[Task to complete]:
In the entries below, find each line with the word "woman" and return it.

──────── Record extracts

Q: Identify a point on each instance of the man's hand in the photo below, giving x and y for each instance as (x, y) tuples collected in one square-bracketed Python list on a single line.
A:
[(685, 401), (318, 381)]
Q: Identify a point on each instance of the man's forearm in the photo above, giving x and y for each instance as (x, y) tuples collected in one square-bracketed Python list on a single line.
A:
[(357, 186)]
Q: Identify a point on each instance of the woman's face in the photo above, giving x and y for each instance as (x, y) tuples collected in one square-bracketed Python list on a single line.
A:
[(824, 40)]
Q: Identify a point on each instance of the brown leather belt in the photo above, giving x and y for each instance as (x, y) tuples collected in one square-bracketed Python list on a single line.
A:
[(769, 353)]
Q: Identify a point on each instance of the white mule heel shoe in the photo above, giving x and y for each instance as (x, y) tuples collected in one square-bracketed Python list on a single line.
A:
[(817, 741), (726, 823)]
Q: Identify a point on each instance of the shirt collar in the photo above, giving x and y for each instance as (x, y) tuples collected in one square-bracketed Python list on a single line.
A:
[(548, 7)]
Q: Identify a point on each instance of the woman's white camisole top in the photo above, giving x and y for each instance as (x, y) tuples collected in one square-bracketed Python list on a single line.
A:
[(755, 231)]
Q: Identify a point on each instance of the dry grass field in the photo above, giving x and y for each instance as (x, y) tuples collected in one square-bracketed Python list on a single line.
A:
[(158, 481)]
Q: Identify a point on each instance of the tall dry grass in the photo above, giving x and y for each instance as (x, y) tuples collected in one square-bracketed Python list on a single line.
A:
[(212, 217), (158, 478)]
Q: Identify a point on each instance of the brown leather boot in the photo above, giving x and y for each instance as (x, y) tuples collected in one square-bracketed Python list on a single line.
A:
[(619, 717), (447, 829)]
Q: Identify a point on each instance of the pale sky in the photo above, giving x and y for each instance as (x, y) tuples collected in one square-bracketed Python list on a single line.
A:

────────────────

[Task result]:
Q: Identify a point on each instance of the woman's face in the photo above, giving x and y for each instance as (x, y) tuples collected in one square-bracketed Python list on a single line.
Q: Identify a point on each instance of the woman's white camisole top in the photo above, giving x and y for each instance as (x, y) tuples collected in one square-bracketed Python list on a single line.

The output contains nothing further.